Quote the whole listing exactly. Leave the pictures out of your copy.

Information Start Marker

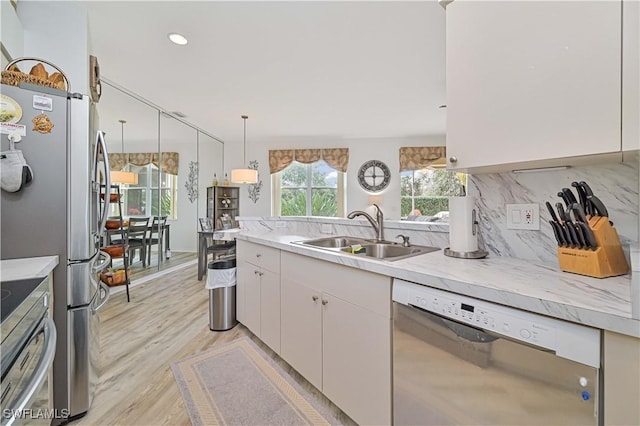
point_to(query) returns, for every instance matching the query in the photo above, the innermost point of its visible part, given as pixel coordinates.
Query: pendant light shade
(244, 176)
(123, 176)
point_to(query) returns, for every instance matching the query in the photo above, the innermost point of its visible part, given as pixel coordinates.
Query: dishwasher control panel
(570, 340)
(519, 325)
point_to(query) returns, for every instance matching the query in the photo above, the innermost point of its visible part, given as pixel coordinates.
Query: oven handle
(42, 368)
(464, 331)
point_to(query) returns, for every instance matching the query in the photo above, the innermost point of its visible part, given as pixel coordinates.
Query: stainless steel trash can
(221, 274)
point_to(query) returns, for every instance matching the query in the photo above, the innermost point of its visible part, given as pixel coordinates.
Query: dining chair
(137, 236)
(157, 228)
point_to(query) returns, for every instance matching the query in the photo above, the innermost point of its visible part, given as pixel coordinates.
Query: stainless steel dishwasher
(458, 360)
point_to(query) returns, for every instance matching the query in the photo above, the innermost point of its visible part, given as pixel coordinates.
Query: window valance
(419, 157)
(168, 160)
(336, 158)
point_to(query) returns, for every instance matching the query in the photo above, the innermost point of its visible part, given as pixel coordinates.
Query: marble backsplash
(615, 184)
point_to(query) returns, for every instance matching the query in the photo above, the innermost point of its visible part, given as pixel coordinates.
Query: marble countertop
(28, 267)
(543, 289)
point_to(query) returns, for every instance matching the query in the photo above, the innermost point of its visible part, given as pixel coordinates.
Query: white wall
(11, 32)
(360, 150)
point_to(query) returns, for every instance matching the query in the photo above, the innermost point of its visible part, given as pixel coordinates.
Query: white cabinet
(258, 291)
(336, 332)
(530, 82)
(631, 75)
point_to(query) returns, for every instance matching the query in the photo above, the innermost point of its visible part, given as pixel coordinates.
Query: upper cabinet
(630, 75)
(532, 84)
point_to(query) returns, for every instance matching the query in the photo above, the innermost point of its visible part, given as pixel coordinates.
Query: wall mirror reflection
(172, 162)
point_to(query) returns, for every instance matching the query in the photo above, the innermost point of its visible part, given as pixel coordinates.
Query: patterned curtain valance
(168, 160)
(419, 157)
(336, 158)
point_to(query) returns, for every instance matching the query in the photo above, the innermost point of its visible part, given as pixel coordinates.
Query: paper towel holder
(476, 254)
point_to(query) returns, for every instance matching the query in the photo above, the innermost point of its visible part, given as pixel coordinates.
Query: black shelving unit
(122, 231)
(223, 200)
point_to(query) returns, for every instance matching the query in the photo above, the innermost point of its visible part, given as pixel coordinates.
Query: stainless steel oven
(28, 348)
(458, 360)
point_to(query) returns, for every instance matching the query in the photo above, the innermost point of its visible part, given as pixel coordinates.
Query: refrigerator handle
(101, 144)
(99, 267)
(103, 300)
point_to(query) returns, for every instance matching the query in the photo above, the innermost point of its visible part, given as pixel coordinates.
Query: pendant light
(123, 176)
(244, 176)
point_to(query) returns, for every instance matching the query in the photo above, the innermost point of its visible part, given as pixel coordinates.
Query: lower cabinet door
(270, 309)
(357, 349)
(301, 338)
(248, 274)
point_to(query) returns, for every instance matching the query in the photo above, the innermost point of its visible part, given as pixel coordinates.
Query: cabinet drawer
(258, 255)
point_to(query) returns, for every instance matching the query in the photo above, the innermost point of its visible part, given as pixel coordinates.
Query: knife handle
(557, 231)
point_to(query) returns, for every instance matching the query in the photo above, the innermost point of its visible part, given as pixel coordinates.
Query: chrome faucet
(377, 224)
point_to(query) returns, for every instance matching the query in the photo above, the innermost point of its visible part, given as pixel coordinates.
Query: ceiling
(299, 70)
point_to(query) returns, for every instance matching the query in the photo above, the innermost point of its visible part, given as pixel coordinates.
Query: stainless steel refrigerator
(59, 213)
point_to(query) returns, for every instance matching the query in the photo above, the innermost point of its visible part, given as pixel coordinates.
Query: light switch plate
(523, 216)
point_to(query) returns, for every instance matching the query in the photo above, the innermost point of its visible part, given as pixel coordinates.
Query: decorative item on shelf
(254, 188)
(38, 75)
(114, 277)
(248, 175)
(192, 182)
(123, 176)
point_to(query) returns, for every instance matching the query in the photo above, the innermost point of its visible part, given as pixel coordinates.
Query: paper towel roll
(461, 238)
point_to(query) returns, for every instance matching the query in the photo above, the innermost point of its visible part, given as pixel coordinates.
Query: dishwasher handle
(472, 334)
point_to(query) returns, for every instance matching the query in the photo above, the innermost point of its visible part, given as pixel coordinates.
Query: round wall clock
(374, 176)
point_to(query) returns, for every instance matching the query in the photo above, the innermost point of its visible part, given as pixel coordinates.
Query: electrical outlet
(523, 216)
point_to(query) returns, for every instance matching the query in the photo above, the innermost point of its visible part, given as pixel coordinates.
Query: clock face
(374, 176)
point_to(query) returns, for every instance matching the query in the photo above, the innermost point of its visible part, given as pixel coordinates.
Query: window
(313, 189)
(425, 192)
(154, 195)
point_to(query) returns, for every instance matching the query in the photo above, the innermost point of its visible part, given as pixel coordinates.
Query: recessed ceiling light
(178, 39)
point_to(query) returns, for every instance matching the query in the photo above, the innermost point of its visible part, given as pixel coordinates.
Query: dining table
(166, 237)
(215, 234)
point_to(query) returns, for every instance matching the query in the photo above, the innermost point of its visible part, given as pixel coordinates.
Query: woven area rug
(239, 384)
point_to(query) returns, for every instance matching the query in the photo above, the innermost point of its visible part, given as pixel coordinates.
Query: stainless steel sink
(391, 251)
(387, 250)
(334, 242)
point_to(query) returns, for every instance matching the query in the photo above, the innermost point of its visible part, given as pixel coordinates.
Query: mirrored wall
(173, 162)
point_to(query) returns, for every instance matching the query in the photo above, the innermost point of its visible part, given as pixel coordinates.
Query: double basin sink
(386, 250)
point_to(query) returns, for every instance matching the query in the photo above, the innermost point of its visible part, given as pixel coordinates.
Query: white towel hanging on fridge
(15, 173)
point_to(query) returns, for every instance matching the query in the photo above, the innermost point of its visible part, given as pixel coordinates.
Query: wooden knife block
(607, 260)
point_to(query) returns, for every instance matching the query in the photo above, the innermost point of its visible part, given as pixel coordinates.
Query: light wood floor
(166, 320)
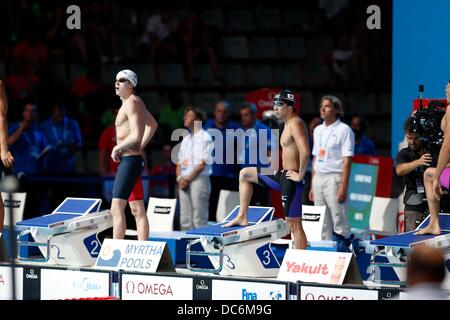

Information End Marker

▶ [Reply to the task]
point_to(query) returns, for every instance matching the query in the photo above, the innermost point of its visible part, given as pixel coordinates.
Query: pendant light shade
(244, 176)
(123, 176)
point_to(query) returns, for every instance matching the query in the photo above, the innermost point of its visible part, given as pixel coordinates.
Query: dishwasher control panel
(570, 340)
(519, 325)
point_to(query) returns, for every instance matching the query in the photo above, the innermost point of its visible part, given as pixel coordinates.
Query: oven handle
(42, 368)
(464, 331)
point_to(query) returns, for every instance matching the query in the photo above, the innermost point of its visible part, given as pixel coordinates.
Query: stainless steel trash can
(221, 274)
point_to(query) returns, for every instance matching the query in the photo above, the innermost point of its visible part, given as pixel coordinates.
Query: dining chair
(137, 236)
(157, 228)
point_to(query) returns, for every instance matching the query in the photo above, the innermost point of its visible part, given as pixel coordinates.
Query: stainless steel dishwasher
(458, 360)
point_to(query) returns, for every instance matching the query in the photo above, the innermost point of its visible part, given as pixel coordinates.
Query: window valance
(419, 157)
(168, 160)
(336, 158)
point_to(query) returns, for every instance matching the query in the photo above, the innermost point of its visible part, given as pixel coordinates.
Query: marble backsplash
(615, 184)
point_to(query) returns, for every instance matching the query in the photo above, the innermost point of its visible part, given as pixel coordinates.
Query: marble countertop
(28, 267)
(543, 289)
point_to(query) returns, for every instance matching the query in the photo above, the innermost point of its visible part, given as pixel coordinates.
Query: white wall
(11, 32)
(360, 150)
point_to(query) returns, for every instance matching the query in the photo above, the innermost point of its visible part, given as pixel coordinates.
Query: white cabinet
(258, 291)
(336, 332)
(530, 82)
(631, 75)
point_to(query) returns, for every instance matching the query in the photo above, the innermost point of its visible part, given as pixel coordinates.
Query: upper cabinet
(630, 75)
(532, 84)
point_to(query) returns, for every instance matching the query in the photo above, the innermost point of its visible part, given as pixel coordinates.
Query: wall mirror reflection
(172, 162)
point_to(query) returns, for every instance matching the query in the photo above, the innermost point of its visible part, given as pixel coordinates.
Query: patterned curtain valance
(168, 160)
(419, 157)
(336, 158)
point_to(query) returns, for every instance matching the query in the photo above, the innermost point of its visible part, given as pixel coordinates.
Query: paper towel holder
(476, 254)
point_to(query) returns, for every instance matching the query in the photo above, the innermost point of its visible part, given as pixel coordinates.
Query: black shelving unit
(122, 231)
(223, 200)
point_to(query) returns, for every instance matching the query in the photo above, the innermost point of its visible part, given as pixel coordinates.
Query: stainless steel oven
(28, 348)
(458, 360)
point_to(query) returns, for every instance matching the query in the photo above, the innermost point of its visible part, given as pixel coordinates.
Query: refrigerator handle
(101, 144)
(99, 267)
(103, 300)
point_to(query) returns, for every instance matching the query in the photo above, the innermost point of its visible part, given as pixel coordinates.
Query: pendant light
(123, 176)
(244, 176)
point_to(query) returns, for every instance matching the query in the photo above, the innermost point of its visible part, given as pixel coordinates.
Query: lower cabinet door
(270, 309)
(357, 349)
(301, 338)
(248, 274)
point_to(query) returns, for every instance matching the query in the photo above, the innermost point of its visible part, given as pixel coordinates.
Query: cabinet drawer
(258, 255)
point_to(query) returns, for every instance matching the query in the photo above, the innermost point of its visible part, given as pixel coordinates.
Query: knife handle
(557, 231)
point_to(query) returns, for every instance matching the query in the photo above, the innermost point of its visible part, given as pixel coordinates.
Query: chrome faucet
(377, 224)
point_to(query) returns, for every instance matching the query in the photo above, the innermost point of its visible part, given as pixel coordinates.
Query: ceiling
(299, 70)
point_to(query) returns, for every instance matching the query in the photo above, the innermost point of its visible part, given as pixel coordinates.
Query: stainless steel refrigerator
(59, 213)
point_to(query) returns, for every instance matching the query in the photo above, the innermost point of its visible part, given as pixel coordinates.
Query: light switch plate
(523, 216)
point_to(query) returns, for every instance matching the query in the photo above, the innermost point of its visible part, given as pixel coordinates.
Query: decorative item on shelf
(254, 188)
(38, 75)
(114, 277)
(248, 175)
(192, 182)
(123, 176)
point_to(query) returns, for every instance matching the query in the photo above, the innermost point of its visible part, given as pixel coordinates.
Query: paper towel roll
(461, 238)
point_to(query) returns, for every instance matching the query in the photo above, the innermost point of its visible part, given as pixel coordinates.
Query: dishwasher handle
(472, 334)
point_to(query) returns, for every instance matching the query in the photo above, the innermost point of its visible part, given as pixel coordinates.
Query: round wall clock
(374, 176)
point_to(query) returns, for every instance matching the query in the photo above, the innermost point of its visible part, given as pixel coordinates.
Query: electrical outlet
(523, 216)
point_to(query) returns, for every instance matching the query in the photo above, the innermost point of its visible part, given as pixel coordinates.
Query: clock face
(374, 176)
point_to(query) returns, for every instance matching the query in the photo above, the innermost point of its visible part, given as pixel coordinates.
Query: window
(313, 189)
(425, 192)
(154, 195)
point_to(query) returns, for every instance matching the query in the photo above, the innermost point of its visible part, given as pixel coordinates.
Query: recessed ceiling light
(178, 39)
point_to(query) returns, for every instance matching the query in the photo above, the innermost point of its visible part, given as pixel coordinates.
Query: dining table
(166, 237)
(215, 234)
point_to(query) returns, for every instance matching the query in the photo above, the innermost point of its visible part, given as pixel coordinates.
Query: woven area rug
(239, 384)
point_to(query) returns, for every instance matching the query in the photo above, the innermost point of its visible part, given as pixel coordinates.
Query: stainless steel sink
(391, 251)
(387, 250)
(334, 242)
point_to(query) returns, for every instance matching the query in the photo above, the innermost point of its visible part, given as pixel coordinates.
Query: mirrored wall
(173, 162)
point_to(query) returns, for every instance matching the query in the photo above, the innermost point of its visible part, given as pixel coordinates.
Query: double basin sink
(386, 250)
point_to(query) returns, for every instance matching the query in the photo above, the innermost point of its visible part, given as pixel coordinates.
Query: white towel hanging on fridge
(15, 173)
point_to(query) returns, for every instance matching the query in the photo above, the innermost point of its visible part, given as pixel coordinates.
Query: wooden knife block
(607, 260)
point_to(query) returns, for every instance matching the query in the photo above, the innermost point of its visible part, given as pixel coordinates.
Query: light wood floor
(166, 320)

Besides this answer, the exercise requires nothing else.